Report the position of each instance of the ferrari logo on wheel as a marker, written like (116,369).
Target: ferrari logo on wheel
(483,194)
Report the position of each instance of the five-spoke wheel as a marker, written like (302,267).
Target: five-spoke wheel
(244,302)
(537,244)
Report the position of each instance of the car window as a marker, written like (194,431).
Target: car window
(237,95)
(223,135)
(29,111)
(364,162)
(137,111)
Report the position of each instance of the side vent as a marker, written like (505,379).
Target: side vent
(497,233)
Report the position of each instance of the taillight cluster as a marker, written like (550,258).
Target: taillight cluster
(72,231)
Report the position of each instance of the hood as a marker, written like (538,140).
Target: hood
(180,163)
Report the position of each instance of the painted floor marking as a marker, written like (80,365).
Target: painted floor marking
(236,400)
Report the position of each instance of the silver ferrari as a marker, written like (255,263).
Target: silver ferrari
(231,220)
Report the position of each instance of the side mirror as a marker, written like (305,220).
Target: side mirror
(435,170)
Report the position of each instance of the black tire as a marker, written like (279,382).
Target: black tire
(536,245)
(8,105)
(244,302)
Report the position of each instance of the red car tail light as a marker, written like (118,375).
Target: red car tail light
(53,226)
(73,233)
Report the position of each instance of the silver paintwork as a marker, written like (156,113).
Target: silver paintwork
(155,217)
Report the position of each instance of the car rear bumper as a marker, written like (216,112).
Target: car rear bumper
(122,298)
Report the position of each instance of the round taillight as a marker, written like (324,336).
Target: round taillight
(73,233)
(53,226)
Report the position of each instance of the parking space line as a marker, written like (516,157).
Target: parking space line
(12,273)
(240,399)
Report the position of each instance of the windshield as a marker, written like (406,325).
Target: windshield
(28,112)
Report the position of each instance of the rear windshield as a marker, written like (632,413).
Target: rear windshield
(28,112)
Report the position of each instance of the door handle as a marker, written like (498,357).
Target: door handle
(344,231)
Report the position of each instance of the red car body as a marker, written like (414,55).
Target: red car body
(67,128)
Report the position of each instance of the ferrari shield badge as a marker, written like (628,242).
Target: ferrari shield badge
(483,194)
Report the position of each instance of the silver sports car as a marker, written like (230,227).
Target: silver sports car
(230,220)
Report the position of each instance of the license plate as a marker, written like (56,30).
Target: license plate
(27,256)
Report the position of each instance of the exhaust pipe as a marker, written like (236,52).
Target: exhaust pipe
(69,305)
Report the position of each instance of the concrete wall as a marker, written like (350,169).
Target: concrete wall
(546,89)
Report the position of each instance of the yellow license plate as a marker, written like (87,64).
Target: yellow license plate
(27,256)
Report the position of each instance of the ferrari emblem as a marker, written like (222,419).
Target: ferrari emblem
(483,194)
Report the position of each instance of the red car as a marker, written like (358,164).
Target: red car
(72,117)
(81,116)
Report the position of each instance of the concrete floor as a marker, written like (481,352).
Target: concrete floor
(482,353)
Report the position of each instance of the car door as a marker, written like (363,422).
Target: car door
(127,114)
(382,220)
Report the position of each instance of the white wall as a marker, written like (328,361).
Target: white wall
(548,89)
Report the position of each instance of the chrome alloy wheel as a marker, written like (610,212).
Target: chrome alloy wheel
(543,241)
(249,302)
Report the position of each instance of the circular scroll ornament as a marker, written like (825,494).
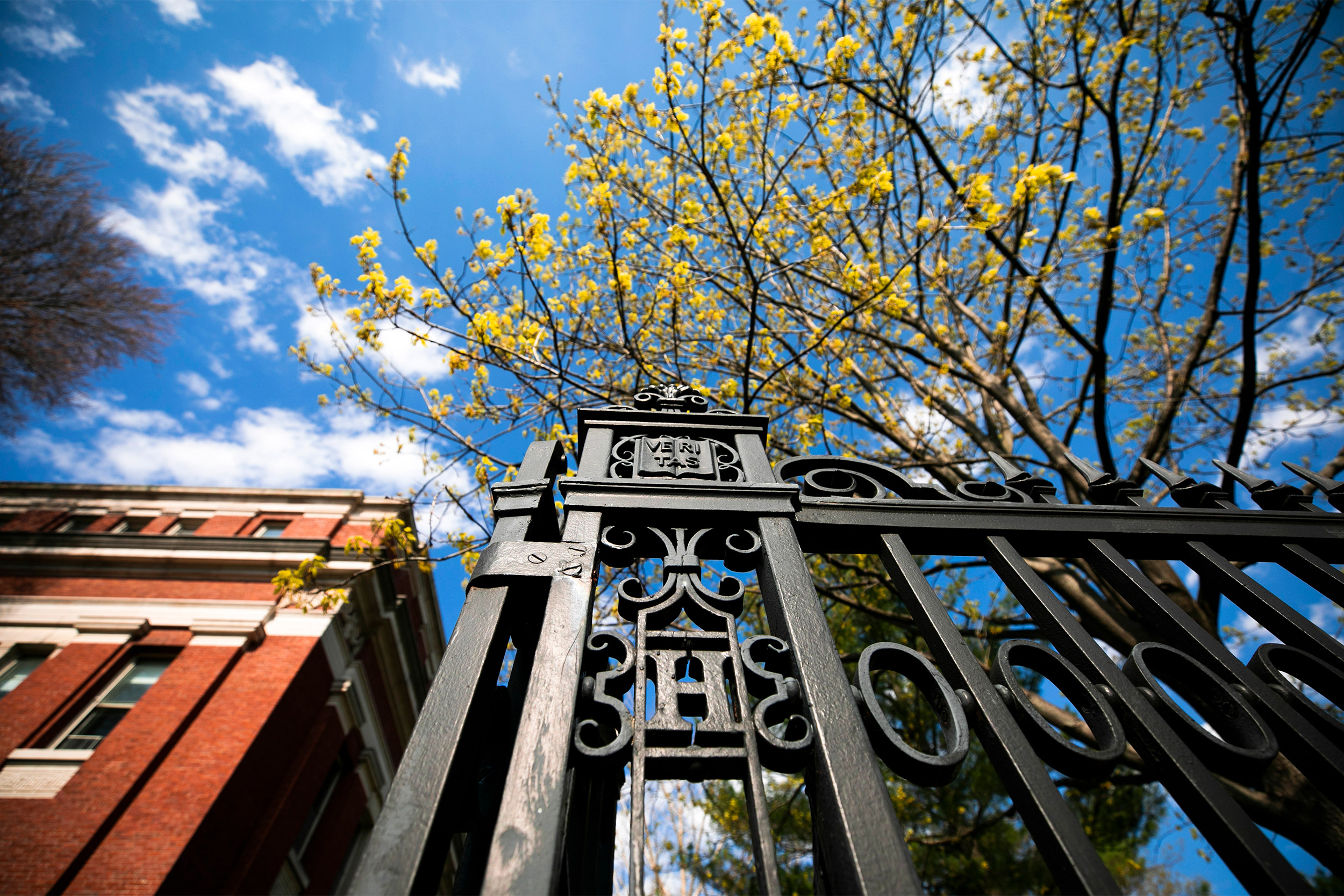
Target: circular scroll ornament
(1245,743)
(916,766)
(784,734)
(1275,661)
(604,728)
(1054,749)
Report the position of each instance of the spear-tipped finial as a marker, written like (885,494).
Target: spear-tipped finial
(1332,489)
(1108,488)
(1189,492)
(1042,491)
(1268,493)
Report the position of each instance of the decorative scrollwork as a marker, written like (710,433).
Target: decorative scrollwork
(697,675)
(1245,746)
(673,398)
(1273,661)
(679,457)
(682,586)
(848,477)
(926,770)
(1055,750)
(783,734)
(604,722)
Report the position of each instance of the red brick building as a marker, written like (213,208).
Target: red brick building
(165,726)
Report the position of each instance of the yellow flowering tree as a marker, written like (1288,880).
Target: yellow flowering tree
(914,233)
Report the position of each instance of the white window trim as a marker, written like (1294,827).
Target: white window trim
(93,704)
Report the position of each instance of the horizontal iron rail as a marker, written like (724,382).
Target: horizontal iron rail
(1063,529)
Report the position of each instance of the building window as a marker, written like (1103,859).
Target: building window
(184,527)
(80,521)
(270,529)
(14,669)
(131,524)
(116,701)
(294,878)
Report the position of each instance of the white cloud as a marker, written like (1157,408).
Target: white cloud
(269,447)
(46,34)
(218,369)
(440,78)
(194,383)
(310,138)
(140,114)
(182,12)
(17,96)
(179,232)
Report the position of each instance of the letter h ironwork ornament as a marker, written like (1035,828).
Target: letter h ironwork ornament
(515,787)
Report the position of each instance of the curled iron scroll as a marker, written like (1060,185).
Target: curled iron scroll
(928,770)
(604,728)
(1275,661)
(1245,743)
(769,679)
(845,477)
(1055,750)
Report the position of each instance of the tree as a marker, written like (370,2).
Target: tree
(916,233)
(72,302)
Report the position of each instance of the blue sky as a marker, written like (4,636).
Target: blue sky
(235,136)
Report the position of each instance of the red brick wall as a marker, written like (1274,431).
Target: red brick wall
(34,521)
(160,523)
(222,526)
(46,841)
(312,528)
(182,589)
(338,825)
(105,523)
(208,797)
(270,712)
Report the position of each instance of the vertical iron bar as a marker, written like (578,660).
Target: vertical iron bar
(1313,571)
(528,836)
(1283,621)
(1054,827)
(1318,758)
(862,844)
(1229,829)
(401,841)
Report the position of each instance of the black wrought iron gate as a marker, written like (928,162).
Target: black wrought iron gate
(533,773)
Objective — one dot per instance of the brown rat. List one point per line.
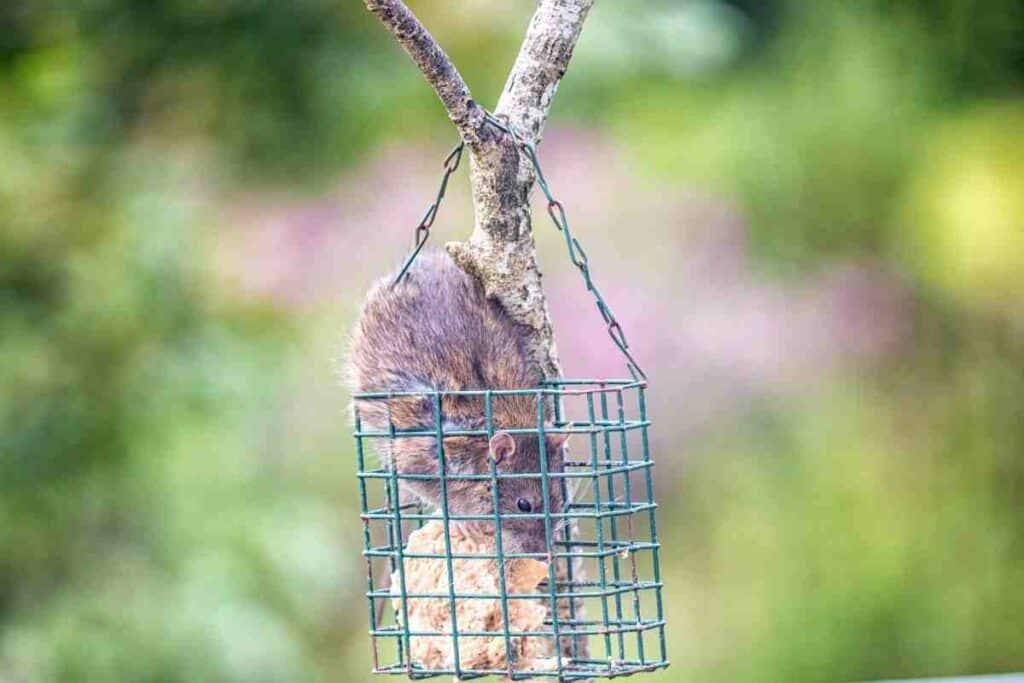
(436, 330)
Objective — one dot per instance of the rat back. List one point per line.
(436, 330)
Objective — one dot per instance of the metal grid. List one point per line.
(611, 581)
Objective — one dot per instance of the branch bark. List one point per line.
(501, 252)
(434, 62)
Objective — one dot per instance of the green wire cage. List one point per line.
(596, 607)
(612, 583)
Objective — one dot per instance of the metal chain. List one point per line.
(577, 254)
(423, 229)
(558, 217)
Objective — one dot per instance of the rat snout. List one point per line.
(526, 537)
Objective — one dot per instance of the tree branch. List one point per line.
(500, 252)
(542, 62)
(434, 62)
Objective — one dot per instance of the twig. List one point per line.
(434, 62)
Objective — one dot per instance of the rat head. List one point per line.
(521, 454)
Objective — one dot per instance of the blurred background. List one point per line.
(808, 215)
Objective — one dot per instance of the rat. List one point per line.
(436, 330)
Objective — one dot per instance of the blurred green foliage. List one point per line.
(161, 520)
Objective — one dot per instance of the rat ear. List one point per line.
(557, 440)
(502, 445)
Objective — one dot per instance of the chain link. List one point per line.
(577, 254)
(557, 213)
(423, 228)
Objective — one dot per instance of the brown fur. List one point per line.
(436, 330)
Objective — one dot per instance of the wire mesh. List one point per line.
(600, 596)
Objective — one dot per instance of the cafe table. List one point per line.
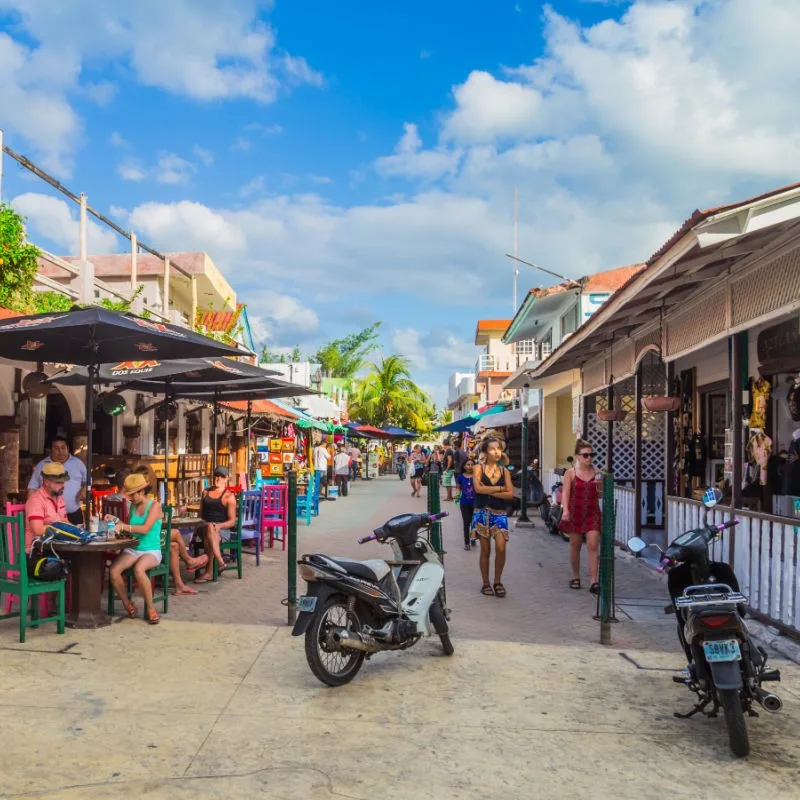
(86, 570)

- [Work task]:
Repeat each line of the records exactly. Do not include the pictures.

- [Exercise response]:
Report the position of each instance of the ferrari logo on wheel as a marker, written like (116,369).
Target: ferrari logo on wheel
(483,194)
Report the position of each instance of the five-spoke wheel as a marker, written like (302,267).
Target: five-spoke wheel
(244,302)
(537,244)
Report the position of each instance of the car window as a marker, written like (194,431).
Target: car window
(237,95)
(223,135)
(29,111)
(364,162)
(137,111)
Report the position of each instance of the side vent as a marker, written like (505,379).
Target: side vent
(497,233)
Report the position of each instance of the taillight cluster as a marker, written like (550,258).
Target: taillight cluster
(72,231)
Report the position of each instance of the hood as a marker, written like (538,140).
Target: hood
(180,163)
Report the position of each instance of the painted floor marking as a marker, written like (80,365).
Target: painted floor marking
(236,400)
Report the position of each instance of the silver ferrari as a marker, written like (255,263).
Target: silver ferrari
(231,220)
Report the position of each instance of the side mirror as a marker, written like (305,220).
Target: side mirror
(435,170)
Report the position of each instance of the black tire as a marker, written like (279,382).
Target: black tire
(536,245)
(8,105)
(244,302)
Report the position of each instance of the red car tail light as a marker, written like (118,375).
Target: red car tail light
(53,226)
(73,233)
Report the position of each instance of the silver paintwork as a marker, written like (156,113).
Target: silver paintwork
(155,217)
Report the position of each instance of the car rear bumper as a marker, written like (216,112).
Target: car rear bumper
(122,298)
Report the position of each instance of the round taillight as a marker, written like (324,336).
Target: round taillight
(73,233)
(53,226)
Report the position of each instance of the parking space line as a marker, written like (516,157).
Target: parking space line
(12,273)
(240,399)
Report the position of each instance of the windshield as a marker, written like (406,325).
Target: windshield
(28,112)
Report the position of each instance of the rear windshield as a marker, written like (632,413).
Target: rear windshield
(28,112)
Report the position of each instance of the door handle as a marker, written like (498,357).
Target: door handle
(344,231)
Report the position of each instance of the red car body as a marker, written like (414,55).
Target: red car body
(67,128)
Report the position of each instance of the ferrari shield badge as a marker, written like (628,242).
Target: ferrari shield badge
(483,194)
Report the position of each instance of the silver sports car as a marker, written like (230,227).
Target: silver sports car
(230,220)
Report the position of each instance of the license plate as a marker, written like (56,30).
Target: license plate
(27,256)
Report the position of each instance of the exhaust pipe as a marker, written like (236,52).
Target: exhaust pipe
(69,305)
Report the position of each instance of the concrete wall as a marker, written like (350,169).
Target: concrete wall
(546,89)
Report the position of each instance of the yellow license plate as a marker, written like (87,64).
Target: yellow license plate
(27,256)
Report the position of each instance of the ferrari emblem as a marker, written like (222,419).
Target: ferrari emblem
(483,194)
Report the position of each instance of the red car as a marker, written like (358,164).
Target: red car
(72,117)
(81,116)
Report the position of each instance of the concrete floor as a marker, written like (481,352).
Target: concrete floor
(482,353)
Report the position of each instance of the car door as a marker, written like (363,422).
Target: car door
(127,114)
(382,220)
Report the position of each instance of the white wall as a marker, written like (328,361).
Target: white wall
(548,89)
Report the position of each instance of the chrome alloy wheel as a marker, written like (610,212).
Target: chrome alloy wheel
(543,241)
(249,302)
Report the position of each instance of the circular scroll ornament as a marker, written like (825,494).
Target: circular scroll ornament
(1245,743)
(916,766)
(784,734)
(1275,661)
(604,728)
(1054,749)
Report the position of each instance of the spear-tipped finial as a marker, written like (885,494).
Target: spear-tipped finial
(1332,489)
(1108,488)
(1189,492)
(1042,491)
(1268,493)
Report the position of each instance of the decorative scrollwork as a marker, written like (710,433).
Target: decorative scrollwork
(697,675)
(1245,746)
(673,398)
(1273,661)
(679,457)
(682,586)
(848,477)
(926,770)
(1055,750)
(783,734)
(604,722)
Report the position of each instance of the red brick building as a marker, written like (213,208).
Target: red brick building
(165,726)
Report the position of each instance of the yellow flowering tree as a marker, written like (1288,880).
Target: yellow flowering tree
(914,233)
Report the position of each instance of the white window trim as a marker, written like (1294,827).
Target: white window trim
(93,704)
Report the position of each instance of the horizontal iron rail as a marker, written like (724,382).
Target: horizontal iron rail
(1063,529)
Report the position of each instance of the building window as a marker, written like (1103,859).
Target: building window
(184,527)
(80,521)
(270,529)
(14,669)
(131,524)
(116,701)
(294,878)
Report the position of each instance of the white cloud as a marker, written like (1157,408).
Target: white cloud
(269,447)
(46,34)
(218,369)
(440,78)
(194,383)
(310,138)
(140,114)
(182,12)
(17,96)
(179,232)
Report the position of each instance of the letter h ironwork ornament as a marker, written like (1035,828).
Target: letter h ironwork ornament
(515,787)
Report the position of each instance of the curled iron scroll as a marker, written like (1060,185).
Target: curled iron scroll
(928,770)
(604,728)
(1275,661)
(1245,743)
(769,679)
(845,477)
(1055,750)
Report the position of each instance of the tree as a marker, written like (370,2).
Target: tree
(916,233)
(72,302)
Report the position of each instance of the blue sky as a marker, written like (4,636).
Target: blue sky
(235,136)
Report the position of each instance of the red brick wall as a marker, written like (1274,431).
Target: red brick wall
(34,521)
(160,523)
(222,526)
(46,841)
(312,528)
(182,589)
(338,825)
(105,523)
(208,797)
(270,712)
Report the position of each instance of the vertical iron bar as a marker, written like (578,660).
Target: vertical iron bar
(1313,571)
(528,836)
(1283,621)
(1054,827)
(1318,758)
(862,844)
(1229,829)
(401,841)
Report the position of each instance of the black wrought iron gate as a marker, written like (928,162).
Target: black wrought iron gate
(533,773)
Objective — one dot per instance of the brown rat. List one point per line.
(436, 330)
Objective — one dot per instance of the rat back. List one point per line.
(436, 330)
Objective — one dot per instance of the metal grid. List one point per line.
(611, 581)
Objective — one dot per instance of the branch bark. List one point per line.
(501, 252)
(434, 62)
Objective — one dot per instance of the green wire cage. List one point per line.
(596, 607)
(612, 583)
Objective — one dot per instance of the metal chain. List one point per line.
(577, 254)
(423, 229)
(558, 217)
Objective — one dot per instance of the rat snout. List one point per line.
(526, 537)
Objective — one dot per instance of the tree branch. List one point per line.
(500, 252)
(542, 62)
(434, 62)
Objective — one dot per instance of the twig. List one point per line.
(434, 62)
Objective — one dot per instance of the rat head. List one point per line.
(521, 454)
Objective — one dot per instance of the blurred background. List one point per line.
(808, 215)
Objective — one dot per instance of the rat. List one point per line.
(436, 330)
Objective — one dot per instance of the blurred green foliage. List one point per line.
(161, 520)
Objective — one dot per instance of the rat ear. List one point per line.
(557, 440)
(502, 445)
Objective — one dot per instance of the chain link. List one point per line.
(577, 254)
(557, 213)
(423, 228)
Objective — one dot per instance of the brown fur. List one point per line.
(436, 330)
Objective — one dot per instance of the wire mesh. List one point per line.
(600, 596)
Objective — one dot per instance of the cafe table. List one point per line.
(86, 570)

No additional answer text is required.